Referring expression data

▼

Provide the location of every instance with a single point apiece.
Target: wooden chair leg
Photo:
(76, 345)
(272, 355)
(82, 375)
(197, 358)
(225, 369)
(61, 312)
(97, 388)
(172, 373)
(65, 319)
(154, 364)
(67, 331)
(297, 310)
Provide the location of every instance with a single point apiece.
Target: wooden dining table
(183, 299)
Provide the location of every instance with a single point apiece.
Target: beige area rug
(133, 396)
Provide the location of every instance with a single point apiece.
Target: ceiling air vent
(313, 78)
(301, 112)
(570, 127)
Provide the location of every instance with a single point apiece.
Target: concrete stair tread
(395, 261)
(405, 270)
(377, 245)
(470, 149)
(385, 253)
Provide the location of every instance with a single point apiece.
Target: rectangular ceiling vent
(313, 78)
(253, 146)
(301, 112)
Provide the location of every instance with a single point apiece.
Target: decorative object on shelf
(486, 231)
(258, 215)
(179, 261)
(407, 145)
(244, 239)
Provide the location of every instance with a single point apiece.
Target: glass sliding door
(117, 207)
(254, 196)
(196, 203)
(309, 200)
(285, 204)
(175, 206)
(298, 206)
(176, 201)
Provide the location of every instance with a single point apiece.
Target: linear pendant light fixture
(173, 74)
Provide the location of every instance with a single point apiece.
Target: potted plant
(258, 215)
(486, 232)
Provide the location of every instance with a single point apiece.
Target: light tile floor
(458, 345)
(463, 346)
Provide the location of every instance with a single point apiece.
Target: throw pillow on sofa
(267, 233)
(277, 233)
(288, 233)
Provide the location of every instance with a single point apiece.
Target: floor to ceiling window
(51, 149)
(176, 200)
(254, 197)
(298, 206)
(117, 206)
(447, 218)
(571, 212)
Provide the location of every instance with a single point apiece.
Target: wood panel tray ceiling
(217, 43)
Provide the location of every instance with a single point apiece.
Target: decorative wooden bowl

▲
▼

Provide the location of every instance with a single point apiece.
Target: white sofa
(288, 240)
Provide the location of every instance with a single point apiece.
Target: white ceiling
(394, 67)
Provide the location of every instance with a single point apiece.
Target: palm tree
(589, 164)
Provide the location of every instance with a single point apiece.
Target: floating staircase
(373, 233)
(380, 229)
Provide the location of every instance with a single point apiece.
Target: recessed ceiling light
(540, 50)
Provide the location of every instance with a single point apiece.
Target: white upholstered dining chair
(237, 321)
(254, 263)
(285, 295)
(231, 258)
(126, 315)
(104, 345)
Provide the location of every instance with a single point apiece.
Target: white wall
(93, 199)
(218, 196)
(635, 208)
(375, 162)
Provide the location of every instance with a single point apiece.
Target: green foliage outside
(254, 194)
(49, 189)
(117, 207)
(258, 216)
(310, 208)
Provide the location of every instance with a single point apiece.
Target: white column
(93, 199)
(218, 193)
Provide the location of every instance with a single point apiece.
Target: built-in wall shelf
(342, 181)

▲

**Task details:**
The required output is every line above from the one with "Target: floor to ceiling window" down to the one with "Target: decorative wooden bowl", restated word for word, ends included.

**Response for this exercise:**
Target: floor to ceiling window
(51, 149)
(176, 200)
(254, 197)
(298, 206)
(117, 206)
(447, 218)
(571, 212)
Provide the location of every instance with a single point apiece.
Target: wood panel tray ceiling
(217, 43)
Provide the location of every instance with a single point apiece.
Target: decorative wooden bowl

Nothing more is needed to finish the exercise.